_Document extract_
..........

NYC Environmental Protection has set forth proposed amendments to prohibit new dry cleaning machines from operating in residential buildings. It has also asked existing dry cleaning operations to stop cleaning with PERC or move to non-residential buildings by 2020.

California has already banned the chemical entirely. Still, it is the only state to have done so, and the severity of the issue does not seem to measure up to general awareness in an otherwise eco-friendly focused world.

“I think it would be different if it was an issue that was brought up as much as recycling or organic food,” says Kirsten Bode, a New Yorker living in Greenpoint. “Because clothes is dry and you don’t feel the chemicals going into your body, you don’t really think about it.

What has often challenged green products and businesses is that they are sometimes seen as luxuries. Green friendly goods and services have the reputation of being more expensive. The Eco-Friendly Laundry Company charges $1.30 per pound: a very standard New York price. In fact, the eco-friendly laundry cleaner Clean Green on Nassau Avenue in Greenpoint charges only $1 per pound, cheaper then its non-green competitor down the street which charges $1.28 per pound.

..........

Records excerpted from a collection
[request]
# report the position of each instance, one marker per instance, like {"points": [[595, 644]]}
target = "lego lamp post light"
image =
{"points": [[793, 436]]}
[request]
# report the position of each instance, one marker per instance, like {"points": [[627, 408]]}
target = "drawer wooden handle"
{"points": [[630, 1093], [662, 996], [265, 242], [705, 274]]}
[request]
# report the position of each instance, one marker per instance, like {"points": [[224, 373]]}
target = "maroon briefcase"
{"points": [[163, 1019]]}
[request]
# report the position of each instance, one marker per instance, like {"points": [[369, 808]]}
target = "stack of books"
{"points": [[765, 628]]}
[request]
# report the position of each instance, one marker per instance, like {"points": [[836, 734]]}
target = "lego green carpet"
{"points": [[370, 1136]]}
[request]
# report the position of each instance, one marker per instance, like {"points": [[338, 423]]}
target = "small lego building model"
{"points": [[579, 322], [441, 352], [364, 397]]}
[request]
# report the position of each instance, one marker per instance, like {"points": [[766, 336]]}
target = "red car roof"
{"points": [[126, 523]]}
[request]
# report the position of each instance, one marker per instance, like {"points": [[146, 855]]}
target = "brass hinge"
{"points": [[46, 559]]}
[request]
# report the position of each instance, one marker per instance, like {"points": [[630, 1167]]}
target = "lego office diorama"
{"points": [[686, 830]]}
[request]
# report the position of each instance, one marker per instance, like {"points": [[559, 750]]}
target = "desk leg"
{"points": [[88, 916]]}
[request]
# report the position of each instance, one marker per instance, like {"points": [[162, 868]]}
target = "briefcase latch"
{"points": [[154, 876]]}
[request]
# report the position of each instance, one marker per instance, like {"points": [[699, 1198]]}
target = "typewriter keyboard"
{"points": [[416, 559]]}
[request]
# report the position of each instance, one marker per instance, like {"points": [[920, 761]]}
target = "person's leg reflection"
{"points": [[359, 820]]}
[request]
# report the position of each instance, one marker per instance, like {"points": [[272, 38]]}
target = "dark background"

..........

_Objectives_
a) Which per-pound laundry prices appear in the passage on dry cleaning, and who charges each one?
b) Can you carry the passage on dry cleaning forward a few sentences, picking up after its last sentence?
The items play no part in this work.

_Task-by-task results_
a)
$1.30 per pound: The Eco-Friendly Laundry Company
$1 per pound: Clean Green on Nassau Avenue in Greenpoint
$1.28 per pound: Clean Green's non-green competitor down the street

b)
Yet green laundry cleaning is far from being standardized. Even for someone like Holley Witchy, a local Brooklynite who tries to consume only organic products, green laundry isn’t a natural choice. “I’m very environmentally aware but convenience outweighs it,” Witchy says.

The general lack of concern for green laundry could perhaps explain why most laundry cleaners still use chemicals – and why even those who claim to be green cannot always be trusted by their label. “There’s no law around it,” says Cristodoulou,  “You can say whatever you want. Almost every other industry isn’t regulated.”

Although an increasing number of laundry cleaners put up green stickers on their front door, water waste, the use of plastic bags and excessively high or low water temperatures are still a relevant issue for many of them.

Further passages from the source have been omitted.